-------- Çıkarılan Metin --------

Ahmet AY
II. Dünya Savaşına giderken yeni kurulan Türkiye, sınırlarının korunmasını esas almış, bu anlayışla hareket eden İsmet İnönü ve dönemin yöneticileri önce Balkan Antantı (1934) ve sonra 1937’de Sadabad Paktı’na katılmayı uygun görmüştü. İttifak amaçlı kurulan bu paktlar üzerinden kendisini güvenceye almaya çalışan Türkiye, 12 Mayıs 1939′da İngiltere ile, 23 Haziran 1939’da da Fransa ile ‘Barış Cephesi’nde yer alacak anlaşmalar yaptı.

-------- Verilen Bilgiler --------

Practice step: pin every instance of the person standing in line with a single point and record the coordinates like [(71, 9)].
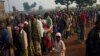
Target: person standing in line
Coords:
[(4, 40), (23, 40), (9, 28), (60, 48), (93, 40), (36, 36)]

--------

Alıştırma Yönergesi:
Türkiye'nin II. Dünya Savaşı öncesindeki dış politikasını anlatan metne göre aşağıdaki ifadelerin her birinin doğru olup olmadığını evet ya da hayır ile belirtiniz ve yanıtınızı belirleyen sözcükleri metinden aynen aktarınız. 1. Türkiye, Sadabad Paktı'na Balkan Antantı'ndan önce katılmıştır. 2. Türkiye, Fransa ile anlaşmayı 23 Haziran 1939'da yapmıştır. 3. Türkiye bu dönemde sınırlarının korunmasını esas almıştır.

Çözüm:
1. Hayır: "önce Balkan Antantı (1934) ve sonra 1937’de Sadabad Paktı’na katılmayı uygun görmüştü"
2. Evet: "23 Haziran 1939’da da Fransa ile ‘Barış Cephesi’nde yer alacak anlaşmalar yaptı"
3. Evet: "sınırlarının korunmasını esas almış"